* Start Selection *

Big-backpack man, turning this way and that in the dusty quiet streets of central Aqaba. People are so friendly though. Welcome. Welcome! Welcome, says the butcher as he smiles and holds a guttering chicken down by the throat. Welcome! yells the pint-size little man from his daddy’s sweet shop. Everybody saying welcome, it’s hard not to feel.. welcome. Here in Jordan. A kind man walks up the street with me, shows me where the bus depot is. And there’s the Petra minibus, full and just about to leave. Good timing. Rickety little thing. Give the driver the dinars, only white guy, people glance, curious. I wedge into a seat and we’re trundling.
Outskirts of Aqaba look strangely like Leh- dust brown cliffs and crags rising into the screaming blue sky. 12000 feet lower and 40 degrees hotter though, so it is. Powerlines across the scrubby desert, random camels and Bedouin lean-tos with their pick-ups parked outside, (what lives those people must lead; wanderers). Seems to be a black plastic bag stuck to every desert shrub out there. Hard to believe they’re still handing these things out in the super-markets back home.

* End Selection *
* Start Source excerpt *

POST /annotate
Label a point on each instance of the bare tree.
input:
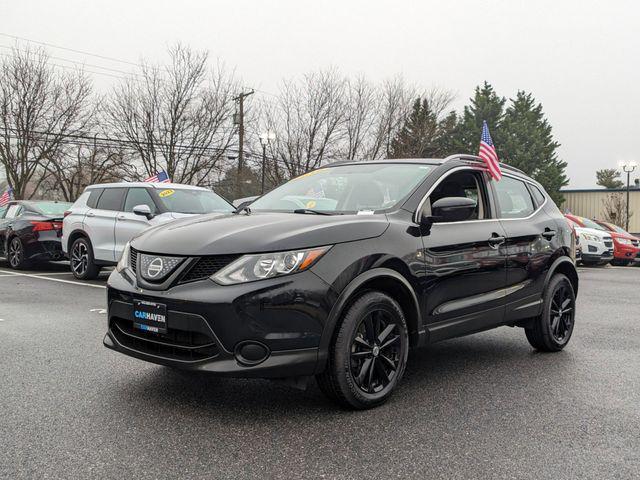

* End Source excerpt *

Rewrite the Aqaba travel passage, beginning at "Outskirts of Aqaba" and stopping after "super-markets back home.", and put "goats" in place of "camels". The listing isn't needed for this.

Outskirts of Aqaba look strangely like Leh- dust brown cliffs and crags rising into the screaming blue sky. 12000 feet lower and 40 degrees hotter though, so it is. Powerlines across the scrubby desert, random goats and Bedouin lean-tos with their pick-ups parked outside, (what lives those people must lead; wanderers). Seems to be a black plastic bag stuck to every desert shrub out there. Hard to believe they’re still handing these things out in the super-markets back home.